Ron bit his tongue and said no more, and sure enough two days later the mud hens were gone and never came back. Now Ron couldn’t live without knowing what Mike had done to eliminate the mud hens. He sure didn’t want it to be illegal and get him in trouble. So he badgered Mike for more than a week before Mike gave in and told him what he had done.
“Really, Ron, it was quite harmless. The first day I bought a fifth of whiskey and a loaf of bread and soaked the bread in whiskey. Then my son and I tossed bits of bread on the edge of the pond where the mud hens sleep. Early the second day I collected the drunken mud hens in a burlap bag and drove down to the fountain lake. There I rolled the little drunks out of the bag right next to their old buddies. I’m thinkin’ they probably felt right at home when they sobered up. Don’t you?”
Early one morning I got a radio call from my boss. “Don,” he said, “Do you have your green repair tools with you?”
“I do. What do you need?”
“Come over here to number 4 green. I’ve got something I need you to repair.”
Enthusiastic, since I enjoy working on greens, I hurried across the golf course to hole number 4. When I saw it I immediately knew he hadn’t lied, but he didn’t tell the truth either. The something he wanted me to repair was approximately 400 hoof prints that deer made overnight. 400! There was hardly an area on the green where I could place a golf ball on undamaged grass.
I spent eight hours on my hands and knees lifting grass and roots, putting sand into the voids, then stitching the grass together to repair each hoof print. All the while I wondered what we could do to prevent this from happening again. The next day, as soon as the Arizona Game and Fish department opened, I was on the phone with a ranger.
“Hahaha! What you have there is a deer trail, and you put a putting green right in the middle of it,” He said.
“Well, since I can’t move the green, how can I get rid of the deer?” I asked.
“Tiger dung will do it. They won’t go near the smell of a predator.”
“Too bad golfers won’t go near it either. Is there any other option?”
“Well, there are sprays, but they are probably too smelly for golfers too,” he said.
“Listen,” I said, “Deer don’t like car headlights, right? Why is that?”
“Oh, now there’s an idea,” he said, “do you have any electricity by this putting green?”

**RECORDS SHOWN:**
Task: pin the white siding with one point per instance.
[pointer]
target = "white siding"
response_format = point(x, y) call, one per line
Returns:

**DIRECTIONS:**
• 1. Write out the part of the golf course story starting with "I spent eight" and going on through "with a ranger.".
• 2. Translate this sentence from the golf course story into Spanish: "I spent eight hours on my hands and knees lifting grass and roots, putting sand into the voids, then stitching the grass together to repair each hoof print."
• 3. Carry the golf course story forward from the point where it stops, picking up right after its final sentence.

**ANSWERS PROVIDED:**
• 1.
I spent eight hours on my hands and knees lifting grass and roots, putting sand into the voids, then stitching the grass together to repair each hoof print. All the while I wondered what we could do to prevent this from happening again. The next day, as soon as the Arizona Game and Fish department opened, I was on the phone with a ranger.

• 2. Pasé ocho horas a gatas levantando el césped y las raíces, poniendo arena en los huecos y luego cosiendo el césped para reparar cada huella de pezuña.

• 3.
“I’m pretty sure I do. The irrigation clocks are all wired, and I might be able to use them.”
“Okay,” he said, “here’s what you need to do. Set up enough flood lights to cover the green every night for two weeks. It has to be covered 100% with light or this won’t work. If your putting green is in the light, the deer will avoid the light. They’ll be forced to find a way around the green, perhaps changing the location of their trail.”
The most irritating thing about taking the initiative to solve a problem is I become the person who gets up a half hour earlier in the morning to remove the flood lights ahead of golfers, and then I stay in the evening until the last golfer has passed played the hole, so I can set up the flood lights for the night.
Put up the lights.
Take down the lights.
Seven days a week for two long weeks I lit this putting green hoping the lights worked well enough to divert the deer trail away from the green.
During the first few mornings I could see where the deer had nuzzled my flood light stands and nibbled on grass at the very edge of the green. At the end of the first week I didn’t see these signs any more. I continued every day for the second week, and saw no hoof prints on the green or the surrounds. My boss thought we were ready to go one night without the lights. The next morning we saw no damage. We tried two nights, without damage, and felt confident the deer run was changed and we could put the flood lights away.
About three weeks later my boss called me on the radio. “Do you have your green repair tools with you?”
“I do. What do you need?”
“Come over here to number 4 green.”
“That’s what you said when the deer ruined the green. Is this a joke?”
“No, I want you to see this.”
“Okay, I’m on my way.”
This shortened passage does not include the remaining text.